(Dataset Opens)

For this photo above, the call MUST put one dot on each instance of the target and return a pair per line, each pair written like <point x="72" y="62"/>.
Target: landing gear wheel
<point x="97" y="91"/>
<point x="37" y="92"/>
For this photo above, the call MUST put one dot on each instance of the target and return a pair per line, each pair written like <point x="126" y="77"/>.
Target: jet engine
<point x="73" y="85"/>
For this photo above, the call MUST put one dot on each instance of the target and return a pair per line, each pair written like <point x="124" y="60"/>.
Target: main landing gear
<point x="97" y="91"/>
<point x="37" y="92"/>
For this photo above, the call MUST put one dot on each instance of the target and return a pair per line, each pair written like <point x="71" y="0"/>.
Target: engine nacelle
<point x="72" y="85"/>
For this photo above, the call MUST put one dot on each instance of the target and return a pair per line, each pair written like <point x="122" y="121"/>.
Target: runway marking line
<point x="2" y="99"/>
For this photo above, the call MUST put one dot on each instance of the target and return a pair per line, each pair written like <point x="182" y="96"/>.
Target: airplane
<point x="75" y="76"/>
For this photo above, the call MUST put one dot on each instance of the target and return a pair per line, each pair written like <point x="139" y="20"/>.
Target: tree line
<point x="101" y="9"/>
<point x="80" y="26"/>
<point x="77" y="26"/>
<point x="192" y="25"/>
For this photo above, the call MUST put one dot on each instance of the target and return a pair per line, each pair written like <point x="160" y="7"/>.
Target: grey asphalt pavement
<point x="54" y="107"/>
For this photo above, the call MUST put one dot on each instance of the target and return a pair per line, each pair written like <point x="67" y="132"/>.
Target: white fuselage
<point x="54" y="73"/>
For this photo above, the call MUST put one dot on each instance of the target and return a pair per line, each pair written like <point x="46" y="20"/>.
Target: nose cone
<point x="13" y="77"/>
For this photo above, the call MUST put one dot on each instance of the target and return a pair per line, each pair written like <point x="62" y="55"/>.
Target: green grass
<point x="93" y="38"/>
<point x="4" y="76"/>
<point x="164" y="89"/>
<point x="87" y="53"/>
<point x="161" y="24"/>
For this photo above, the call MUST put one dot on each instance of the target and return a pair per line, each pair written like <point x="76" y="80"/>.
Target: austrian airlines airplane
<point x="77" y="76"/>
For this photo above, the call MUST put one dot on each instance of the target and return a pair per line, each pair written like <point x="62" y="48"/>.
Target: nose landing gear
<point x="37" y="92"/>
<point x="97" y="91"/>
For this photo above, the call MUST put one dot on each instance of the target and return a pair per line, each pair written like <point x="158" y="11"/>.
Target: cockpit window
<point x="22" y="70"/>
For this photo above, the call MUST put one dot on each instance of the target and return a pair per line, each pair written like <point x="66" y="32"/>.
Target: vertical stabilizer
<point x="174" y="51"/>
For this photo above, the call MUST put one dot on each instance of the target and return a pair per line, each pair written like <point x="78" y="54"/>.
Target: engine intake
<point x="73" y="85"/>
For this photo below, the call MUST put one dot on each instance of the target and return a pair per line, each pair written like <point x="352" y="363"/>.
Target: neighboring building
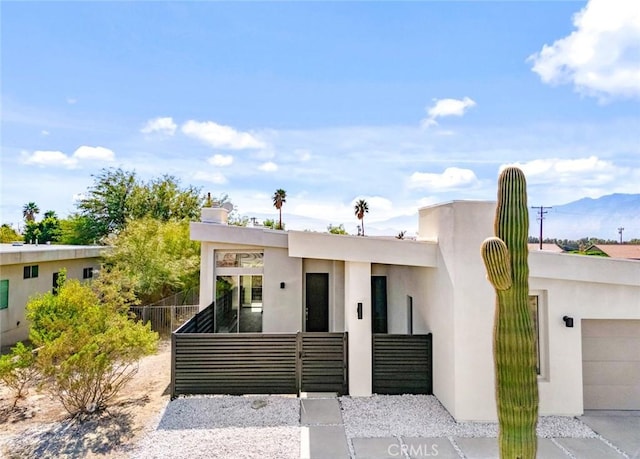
<point x="546" y="246"/>
<point x="28" y="269"/>
<point x="628" y="251"/>
<point x="275" y="281"/>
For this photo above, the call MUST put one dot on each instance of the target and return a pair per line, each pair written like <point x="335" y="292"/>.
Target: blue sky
<point x="403" y="104"/>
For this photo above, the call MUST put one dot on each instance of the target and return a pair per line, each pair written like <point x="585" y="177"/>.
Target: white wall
<point x="358" y="290"/>
<point x="461" y="302"/>
<point x="585" y="288"/>
<point x="282" y="308"/>
<point x="14" y="326"/>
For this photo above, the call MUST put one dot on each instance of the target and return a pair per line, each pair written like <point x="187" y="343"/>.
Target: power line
<point x="541" y="212"/>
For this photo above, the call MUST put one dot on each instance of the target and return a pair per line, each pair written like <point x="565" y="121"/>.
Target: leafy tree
<point x="279" y="198"/>
<point x="8" y="234"/>
<point x="29" y="211"/>
<point x="106" y="203"/>
<point x="163" y="199"/>
<point x="78" y="230"/>
<point x="32" y="232"/>
<point x="88" y="350"/>
<point x="336" y="229"/>
<point x="117" y="197"/>
<point x="17" y="370"/>
<point x="158" y="258"/>
<point x="360" y="209"/>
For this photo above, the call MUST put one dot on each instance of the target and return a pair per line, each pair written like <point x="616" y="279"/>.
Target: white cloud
<point x="94" y="153"/>
<point x="213" y="177"/>
<point x="220" y="136"/>
<point x="48" y="158"/>
<point x="268" y="167"/>
<point x="601" y="56"/>
<point x="447" y="107"/>
<point x="58" y="158"/>
<point x="303" y="155"/>
<point x="162" y="125"/>
<point x="452" y="178"/>
<point x="590" y="171"/>
<point x="220" y="160"/>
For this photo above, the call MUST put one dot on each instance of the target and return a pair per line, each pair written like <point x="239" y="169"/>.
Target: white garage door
<point x="611" y="364"/>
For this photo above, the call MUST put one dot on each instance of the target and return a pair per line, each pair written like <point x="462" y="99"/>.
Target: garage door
<point x="611" y="364"/>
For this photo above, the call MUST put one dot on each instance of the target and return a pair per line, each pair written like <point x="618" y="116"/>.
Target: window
<point x="30" y="272"/>
<point x="534" y="310"/>
<point x="54" y="290"/>
<point x="87" y="273"/>
<point x="239" y="260"/>
<point x="4" y="293"/>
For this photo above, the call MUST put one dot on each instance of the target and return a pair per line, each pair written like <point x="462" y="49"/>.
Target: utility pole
<point x="541" y="212"/>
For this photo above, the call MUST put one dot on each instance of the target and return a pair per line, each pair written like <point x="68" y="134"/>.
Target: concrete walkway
<point x="323" y="437"/>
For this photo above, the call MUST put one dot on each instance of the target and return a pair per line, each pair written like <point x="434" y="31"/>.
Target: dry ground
<point x="40" y="427"/>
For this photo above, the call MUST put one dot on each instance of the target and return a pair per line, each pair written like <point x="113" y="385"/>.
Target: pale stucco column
<point x="358" y="290"/>
<point x="207" y="275"/>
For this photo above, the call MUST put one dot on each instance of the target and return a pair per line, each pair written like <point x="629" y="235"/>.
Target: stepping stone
<point x="429" y="447"/>
<point x="323" y="442"/>
<point x="589" y="448"/>
<point x="478" y="448"/>
<point x="320" y="411"/>
<point x="377" y="448"/>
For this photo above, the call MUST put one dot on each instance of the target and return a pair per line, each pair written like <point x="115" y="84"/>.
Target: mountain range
<point x="587" y="217"/>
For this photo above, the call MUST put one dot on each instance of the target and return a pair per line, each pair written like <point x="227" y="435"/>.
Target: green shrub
<point x="17" y="370"/>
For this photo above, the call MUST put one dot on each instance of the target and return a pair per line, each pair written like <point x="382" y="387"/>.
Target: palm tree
<point x="279" y="198"/>
<point x="361" y="208"/>
<point x="29" y="211"/>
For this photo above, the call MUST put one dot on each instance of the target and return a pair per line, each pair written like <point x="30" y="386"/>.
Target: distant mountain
<point x="586" y="217"/>
<point x="589" y="217"/>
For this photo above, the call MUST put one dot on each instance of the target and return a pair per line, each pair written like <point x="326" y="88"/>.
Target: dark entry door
<point x="317" y="302"/>
<point x="379" y="304"/>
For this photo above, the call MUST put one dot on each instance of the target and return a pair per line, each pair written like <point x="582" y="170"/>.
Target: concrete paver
<point x="377" y="448"/>
<point x="423" y="447"/>
<point x="589" y="448"/>
<point x="478" y="448"/>
<point x="324" y="442"/>
<point x="620" y="428"/>
<point x="325" y="411"/>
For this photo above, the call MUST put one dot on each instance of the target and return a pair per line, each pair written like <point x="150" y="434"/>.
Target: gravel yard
<point x="250" y="427"/>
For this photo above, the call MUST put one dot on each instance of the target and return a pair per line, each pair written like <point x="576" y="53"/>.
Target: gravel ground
<point x="224" y="427"/>
<point x="424" y="416"/>
<point x="257" y="427"/>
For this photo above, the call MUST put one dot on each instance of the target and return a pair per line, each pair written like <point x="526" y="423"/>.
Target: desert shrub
<point x="17" y="370"/>
<point x="88" y="349"/>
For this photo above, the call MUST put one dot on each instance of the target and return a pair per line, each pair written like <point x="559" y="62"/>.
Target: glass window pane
<point x="533" y="309"/>
<point x="4" y="294"/>
<point x="251" y="304"/>
<point x="239" y="259"/>
<point x="227" y="297"/>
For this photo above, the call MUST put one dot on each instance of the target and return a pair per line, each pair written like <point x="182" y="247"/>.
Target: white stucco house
<point x="29" y="269"/>
<point x="587" y="309"/>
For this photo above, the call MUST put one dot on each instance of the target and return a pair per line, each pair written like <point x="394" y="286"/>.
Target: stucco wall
<point x="14" y="326"/>
<point x="460" y="308"/>
<point x="282" y="307"/>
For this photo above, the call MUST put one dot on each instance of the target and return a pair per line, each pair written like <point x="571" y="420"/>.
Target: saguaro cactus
<point x="514" y="353"/>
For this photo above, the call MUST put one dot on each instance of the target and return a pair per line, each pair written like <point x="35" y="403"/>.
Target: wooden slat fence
<point x="164" y="319"/>
<point x="402" y="364"/>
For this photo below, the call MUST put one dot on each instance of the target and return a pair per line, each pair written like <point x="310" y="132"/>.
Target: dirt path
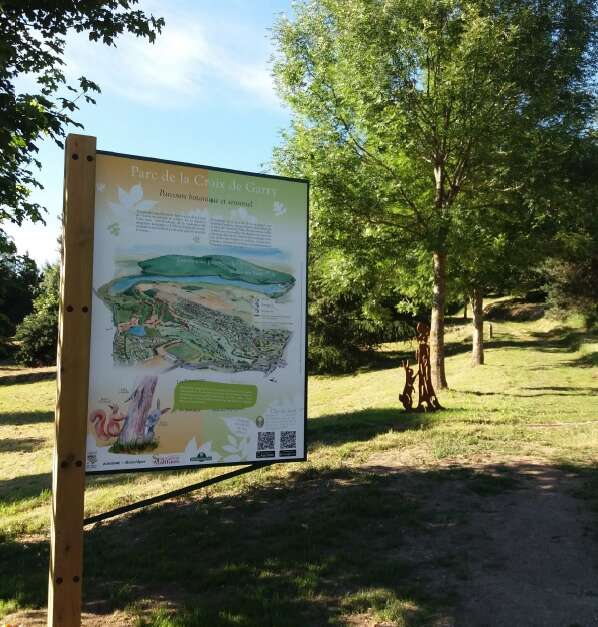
<point x="522" y="557"/>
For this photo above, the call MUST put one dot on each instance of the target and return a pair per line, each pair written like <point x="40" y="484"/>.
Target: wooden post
<point x="68" y="472"/>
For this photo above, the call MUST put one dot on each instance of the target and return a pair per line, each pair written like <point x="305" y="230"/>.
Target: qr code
<point x="265" y="441"/>
<point x="288" y="439"/>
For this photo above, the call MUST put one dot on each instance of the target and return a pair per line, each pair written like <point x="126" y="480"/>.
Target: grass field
<point x="336" y="540"/>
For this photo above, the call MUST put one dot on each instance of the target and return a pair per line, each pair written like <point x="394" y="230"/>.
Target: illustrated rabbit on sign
<point x="152" y="420"/>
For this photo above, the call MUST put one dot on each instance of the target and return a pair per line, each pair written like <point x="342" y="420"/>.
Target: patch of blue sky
<point x="203" y="93"/>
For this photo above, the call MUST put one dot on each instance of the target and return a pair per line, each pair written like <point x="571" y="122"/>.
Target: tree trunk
<point x="140" y="404"/>
<point x="437" y="322"/>
<point x="477" y="351"/>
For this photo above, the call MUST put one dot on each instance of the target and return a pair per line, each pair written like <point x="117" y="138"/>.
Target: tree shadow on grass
<point x="585" y="361"/>
<point x="304" y="550"/>
<point x="538" y="391"/>
<point x="366" y="424"/>
<point x="18" y="418"/>
<point x="21" y="445"/>
<point x="27" y="377"/>
<point x="24" y="487"/>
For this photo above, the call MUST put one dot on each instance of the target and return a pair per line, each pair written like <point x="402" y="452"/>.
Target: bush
<point x="37" y="335"/>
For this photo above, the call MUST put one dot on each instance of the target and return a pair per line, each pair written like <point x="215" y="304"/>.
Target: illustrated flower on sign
<point x="127" y="203"/>
<point x="279" y="208"/>
<point x="206" y="449"/>
<point x="242" y="215"/>
<point x="238" y="449"/>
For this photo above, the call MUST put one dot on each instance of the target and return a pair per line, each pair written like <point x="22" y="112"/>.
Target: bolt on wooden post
<point x="68" y="472"/>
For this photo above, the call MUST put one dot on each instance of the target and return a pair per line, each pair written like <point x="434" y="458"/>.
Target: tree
<point x="19" y="278"/>
<point x="37" y="334"/>
<point x="408" y="113"/>
<point x="32" y="42"/>
<point x="571" y="267"/>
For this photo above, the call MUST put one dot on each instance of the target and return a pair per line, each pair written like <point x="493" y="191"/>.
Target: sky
<point x="203" y="93"/>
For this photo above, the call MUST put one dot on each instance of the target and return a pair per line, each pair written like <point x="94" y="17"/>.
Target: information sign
<point x="198" y="317"/>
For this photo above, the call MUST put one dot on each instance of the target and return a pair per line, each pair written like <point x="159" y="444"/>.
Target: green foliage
<point x="19" y="278"/>
<point x="418" y="123"/>
<point x="571" y="272"/>
<point x="37" y="334"/>
<point x="350" y="312"/>
<point x="32" y="42"/>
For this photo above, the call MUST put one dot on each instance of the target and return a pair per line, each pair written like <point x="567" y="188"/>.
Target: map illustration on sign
<point x="198" y="317"/>
<point x="197" y="312"/>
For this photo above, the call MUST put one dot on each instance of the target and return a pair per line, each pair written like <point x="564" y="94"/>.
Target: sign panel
<point x="198" y="317"/>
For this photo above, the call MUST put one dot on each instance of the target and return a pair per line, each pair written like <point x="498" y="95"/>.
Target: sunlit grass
<point x="535" y="397"/>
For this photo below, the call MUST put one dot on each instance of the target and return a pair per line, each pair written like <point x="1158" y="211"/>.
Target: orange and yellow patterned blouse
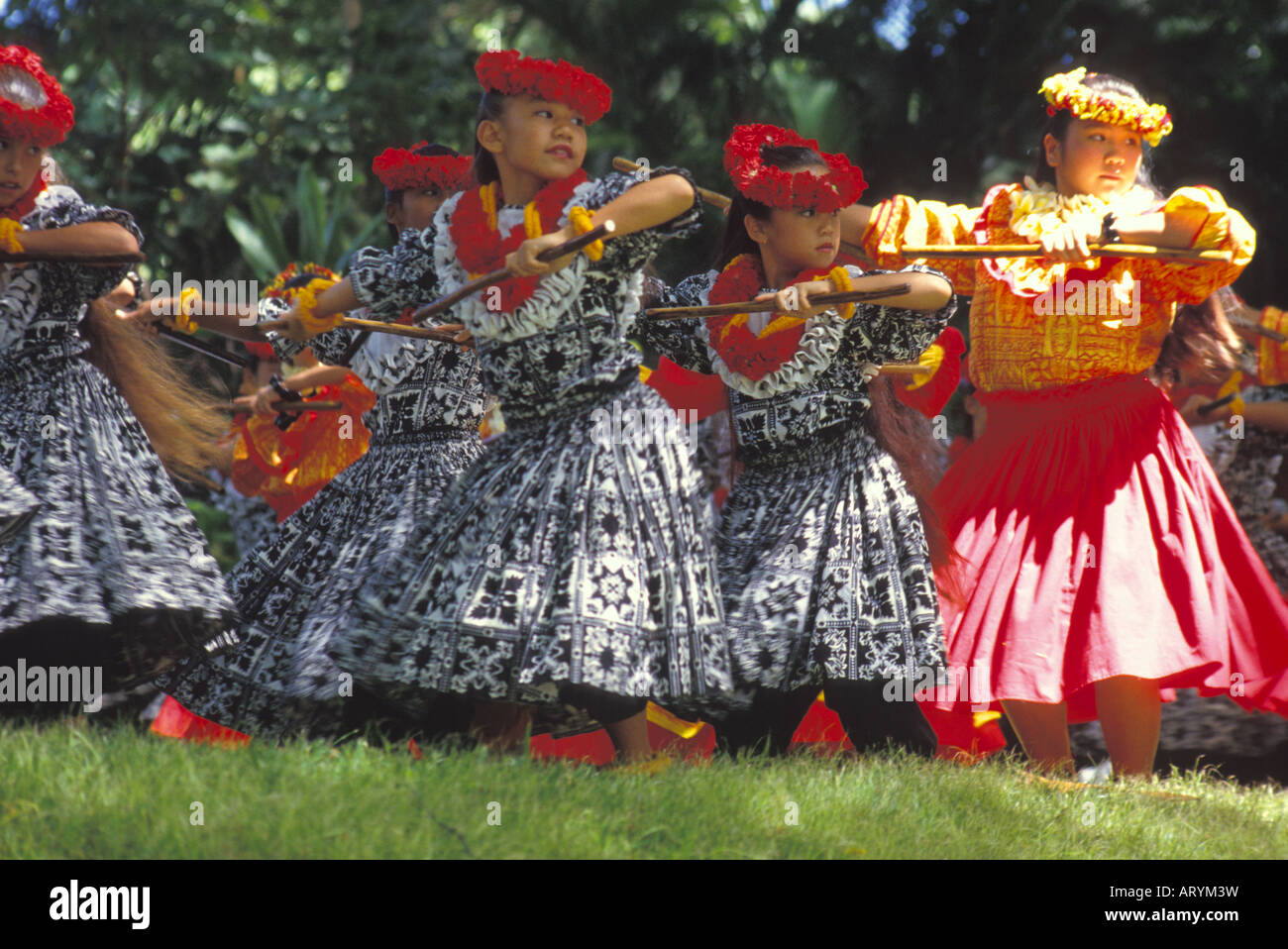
<point x="1037" y="323"/>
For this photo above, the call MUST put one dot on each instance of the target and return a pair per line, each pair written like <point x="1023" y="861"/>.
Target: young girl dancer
<point x="823" y="561"/>
<point x="424" y="434"/>
<point x="111" y="570"/>
<point x="1107" y="566"/>
<point x="563" y="566"/>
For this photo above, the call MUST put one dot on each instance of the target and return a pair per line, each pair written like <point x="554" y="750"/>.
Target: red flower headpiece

(Dataset Closes)

*What you need to do*: Copy out each line of the material above that holds the word "below".

*Answer space*:
For this photo below, the call MUST put one dot on each instance of the target and return a pair per line, each pair written like <point x="352" y="363"/>.
For this photo below, the call MUST put one dot on each instance of the target and return a pair per line, each pair written like <point x="310" y="132"/>.
For this photo below, the call MUST put one dot on each instance of the target and return a pair per line, each pair written like <point x="1158" y="211"/>.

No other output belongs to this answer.